# [Directive]
The records that follow should be retyped word for word.
* BEGIN Extracted data *
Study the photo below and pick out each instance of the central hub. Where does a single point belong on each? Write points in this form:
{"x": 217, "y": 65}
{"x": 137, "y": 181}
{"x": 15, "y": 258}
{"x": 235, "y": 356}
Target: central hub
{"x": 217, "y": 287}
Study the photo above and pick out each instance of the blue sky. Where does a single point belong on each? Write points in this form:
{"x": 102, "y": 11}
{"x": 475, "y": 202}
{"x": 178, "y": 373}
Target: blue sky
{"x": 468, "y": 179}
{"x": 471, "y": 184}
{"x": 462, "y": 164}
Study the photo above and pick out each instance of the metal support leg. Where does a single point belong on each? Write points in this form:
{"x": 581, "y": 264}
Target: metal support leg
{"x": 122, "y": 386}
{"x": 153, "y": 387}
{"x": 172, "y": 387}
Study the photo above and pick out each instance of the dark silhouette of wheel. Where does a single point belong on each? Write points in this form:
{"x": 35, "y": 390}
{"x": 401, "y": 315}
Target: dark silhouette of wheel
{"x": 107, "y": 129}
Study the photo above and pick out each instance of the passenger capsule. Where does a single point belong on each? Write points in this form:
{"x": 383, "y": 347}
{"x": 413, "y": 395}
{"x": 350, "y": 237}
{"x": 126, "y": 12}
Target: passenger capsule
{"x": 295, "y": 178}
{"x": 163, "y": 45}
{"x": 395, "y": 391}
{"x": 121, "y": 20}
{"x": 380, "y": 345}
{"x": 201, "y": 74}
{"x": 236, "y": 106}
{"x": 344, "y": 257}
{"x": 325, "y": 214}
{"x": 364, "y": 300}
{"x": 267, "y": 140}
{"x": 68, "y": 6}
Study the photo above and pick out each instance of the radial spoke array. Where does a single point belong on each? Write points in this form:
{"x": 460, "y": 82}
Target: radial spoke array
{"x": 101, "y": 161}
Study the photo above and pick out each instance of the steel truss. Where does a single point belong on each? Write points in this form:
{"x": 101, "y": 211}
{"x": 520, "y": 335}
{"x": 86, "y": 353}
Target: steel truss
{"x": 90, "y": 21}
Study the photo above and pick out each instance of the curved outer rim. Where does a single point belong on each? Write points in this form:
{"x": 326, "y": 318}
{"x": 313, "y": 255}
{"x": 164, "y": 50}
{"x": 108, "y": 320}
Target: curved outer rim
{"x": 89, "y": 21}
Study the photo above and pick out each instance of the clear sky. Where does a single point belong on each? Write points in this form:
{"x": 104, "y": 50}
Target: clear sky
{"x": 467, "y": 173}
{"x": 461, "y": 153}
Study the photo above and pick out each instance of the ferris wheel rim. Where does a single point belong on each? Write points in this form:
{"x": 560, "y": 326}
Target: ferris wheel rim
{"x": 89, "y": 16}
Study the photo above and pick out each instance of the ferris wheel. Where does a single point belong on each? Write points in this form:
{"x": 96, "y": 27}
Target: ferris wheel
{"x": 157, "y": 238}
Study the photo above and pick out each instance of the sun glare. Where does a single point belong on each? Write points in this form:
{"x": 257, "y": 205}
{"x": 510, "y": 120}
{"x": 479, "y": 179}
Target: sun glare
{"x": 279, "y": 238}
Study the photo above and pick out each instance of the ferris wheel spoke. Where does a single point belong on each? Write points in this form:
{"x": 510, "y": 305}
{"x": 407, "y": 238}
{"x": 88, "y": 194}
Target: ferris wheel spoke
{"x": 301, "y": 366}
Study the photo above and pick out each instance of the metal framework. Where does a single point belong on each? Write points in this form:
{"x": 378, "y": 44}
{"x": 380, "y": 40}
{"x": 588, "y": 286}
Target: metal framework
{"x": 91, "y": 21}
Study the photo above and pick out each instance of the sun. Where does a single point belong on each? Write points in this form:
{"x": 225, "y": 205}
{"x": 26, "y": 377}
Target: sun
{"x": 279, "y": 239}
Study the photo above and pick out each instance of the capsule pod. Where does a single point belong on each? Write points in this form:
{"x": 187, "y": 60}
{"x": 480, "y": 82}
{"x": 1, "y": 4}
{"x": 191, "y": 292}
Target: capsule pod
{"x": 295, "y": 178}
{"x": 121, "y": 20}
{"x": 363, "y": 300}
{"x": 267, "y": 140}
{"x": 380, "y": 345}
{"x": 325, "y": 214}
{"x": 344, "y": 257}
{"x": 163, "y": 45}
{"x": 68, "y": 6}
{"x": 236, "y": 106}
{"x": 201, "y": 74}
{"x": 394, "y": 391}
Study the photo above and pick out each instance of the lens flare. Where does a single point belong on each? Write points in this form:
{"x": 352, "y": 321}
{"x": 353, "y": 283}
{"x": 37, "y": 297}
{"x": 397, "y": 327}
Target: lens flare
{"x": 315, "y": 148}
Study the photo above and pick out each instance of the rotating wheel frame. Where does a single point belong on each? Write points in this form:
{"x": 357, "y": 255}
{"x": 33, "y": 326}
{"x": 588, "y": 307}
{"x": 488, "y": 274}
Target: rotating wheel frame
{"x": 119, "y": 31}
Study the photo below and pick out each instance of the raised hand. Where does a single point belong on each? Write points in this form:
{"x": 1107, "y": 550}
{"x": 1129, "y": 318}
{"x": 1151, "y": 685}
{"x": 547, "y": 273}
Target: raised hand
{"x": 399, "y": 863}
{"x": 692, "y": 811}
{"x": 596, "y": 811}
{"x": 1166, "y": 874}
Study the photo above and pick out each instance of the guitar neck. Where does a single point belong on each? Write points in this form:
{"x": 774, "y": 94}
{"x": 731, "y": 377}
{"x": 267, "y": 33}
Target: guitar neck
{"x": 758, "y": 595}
* END Extracted data *
# [Solution for this problem]
Study the photo below and pick out each instance of the central hub. Where does a single point belong on each? Write points in this form:
{"x": 217, "y": 65}
{"x": 137, "y": 181}
{"x": 15, "y": 258}
{"x": 235, "y": 356}
Target: central hub
{"x": 217, "y": 287}
Study the photo above and pick out each instance of the blue sky. Where does a single point belong on each? Write points in this form:
{"x": 102, "y": 11}
{"x": 475, "y": 202}
{"x": 178, "y": 373}
Target: blue sky
{"x": 468, "y": 179}
{"x": 471, "y": 184}
{"x": 462, "y": 164}
Study the photo above and pick out each instance of the metal support leg. Where does a single point belong on each? Write points in this form:
{"x": 581, "y": 264}
Target: metal support leg
{"x": 122, "y": 386}
{"x": 153, "y": 387}
{"x": 172, "y": 387}
Study the photo above and pick out each instance of the dark silhouette of wheel. Where does a single point belong on each? Write points in this form:
{"x": 35, "y": 390}
{"x": 401, "y": 315}
Target: dark silhouette of wheel
{"x": 107, "y": 129}
Study the photo above and pick out each instance of the passenger capsule. Where does a single point belong on each? Write points in this form:
{"x": 383, "y": 347}
{"x": 413, "y": 395}
{"x": 350, "y": 237}
{"x": 126, "y": 12}
Target: passenger capsule
{"x": 295, "y": 178}
{"x": 163, "y": 45}
{"x": 395, "y": 391}
{"x": 121, "y": 20}
{"x": 380, "y": 345}
{"x": 201, "y": 74}
{"x": 236, "y": 106}
{"x": 344, "y": 257}
{"x": 325, "y": 214}
{"x": 364, "y": 300}
{"x": 267, "y": 140}
{"x": 68, "y": 6}
Study the photo above and pick out each instance of the radial spoke array. Where does a single point belong on each? Write points in this form:
{"x": 460, "y": 82}
Target: radial spoke array
{"x": 101, "y": 161}
Study the photo above and pick out each instance of the steel truss. Where does a single point belong on each? Write points in this form:
{"x": 101, "y": 211}
{"x": 520, "y": 335}
{"x": 86, "y": 353}
Target: steel truss
{"x": 90, "y": 21}
Study the photo above and pick out each instance of the curved outer rim. Where does a single point belong on each? Write points in this form:
{"x": 326, "y": 318}
{"x": 313, "y": 255}
{"x": 164, "y": 50}
{"x": 108, "y": 320}
Target: curved outer rim
{"x": 89, "y": 21}
Study the photo above and pick out each instance of the clear sky. Where does a single point belong on each? Write points in this form:
{"x": 104, "y": 50}
Target: clear sky
{"x": 467, "y": 173}
{"x": 461, "y": 153}
Study the photo above and pick out each instance of the ferris wheel rim. Where does a single point belong on each? Write points in this form:
{"x": 560, "y": 326}
Target: ferris wheel rim
{"x": 89, "y": 16}
Study the photo above and pick out each instance of the ferris wheel. Where does a single point belong on each? Write points in this form:
{"x": 96, "y": 27}
Target: ferris wheel
{"x": 157, "y": 238}
Study the photo above and pick out each instance of the sun glare. Where does a single point belong on each? Write points in this form:
{"x": 257, "y": 205}
{"x": 510, "y": 120}
{"x": 479, "y": 179}
Target: sun glare
{"x": 279, "y": 238}
Study the photo above and pick out each instance of the ferris wheel spoke. Where does a single point belong on each? Write points in this form:
{"x": 510, "y": 305}
{"x": 407, "y": 238}
{"x": 88, "y": 194}
Target: ferris wheel spoke
{"x": 301, "y": 366}
Study the photo above and pick out each instance of the metal framework. Where does a single point belong on each? Write points in this form:
{"x": 378, "y": 44}
{"x": 380, "y": 40}
{"x": 588, "y": 286}
Target: metal framework
{"x": 91, "y": 21}
Study the photo above and pick out each instance of the sun. Where does a single point belong on each? Write points in this form:
{"x": 225, "y": 205}
{"x": 26, "y": 377}
Target: sun
{"x": 279, "y": 239}
Study the photo above and pick out each instance of the capsule pod. Where does a single point belong on each? Write points in this form:
{"x": 187, "y": 60}
{"x": 480, "y": 82}
{"x": 1, "y": 4}
{"x": 191, "y": 292}
Target: capsule pod
{"x": 295, "y": 178}
{"x": 121, "y": 20}
{"x": 363, "y": 300}
{"x": 267, "y": 140}
{"x": 380, "y": 345}
{"x": 325, "y": 214}
{"x": 344, "y": 257}
{"x": 163, "y": 45}
{"x": 68, "y": 6}
{"x": 236, "y": 106}
{"x": 201, "y": 74}
{"x": 394, "y": 391}
Study the photo above and pick out each instance of the lens flare. Where does a single point belong on each? Write points in this form:
{"x": 352, "y": 321}
{"x": 353, "y": 283}
{"x": 37, "y": 297}
{"x": 397, "y": 327}
Target: lens flare
{"x": 315, "y": 148}
Study the photo above and pick out each instance of the rotating wheel frame. Where does a single point belong on each? Write points in this form:
{"x": 357, "y": 255}
{"x": 33, "y": 326}
{"x": 588, "y": 307}
{"x": 488, "y": 274}
Target: rotating wheel frame
{"x": 119, "y": 31}
Study the photo below and pick out each instance of the raised hand. Where does a single point belong on each? Write points in this form:
{"x": 1107, "y": 550}
{"x": 1129, "y": 318}
{"x": 1151, "y": 685}
{"x": 547, "y": 273}
Target: raised hand
{"x": 399, "y": 863}
{"x": 692, "y": 811}
{"x": 596, "y": 811}
{"x": 1166, "y": 874}
Study the photo above and pick out each instance of the guitar neck. Where does a single point belong on each? Write points in this form:
{"x": 774, "y": 94}
{"x": 731, "y": 377}
{"x": 267, "y": 33}
Target: guitar neck
{"x": 758, "y": 595}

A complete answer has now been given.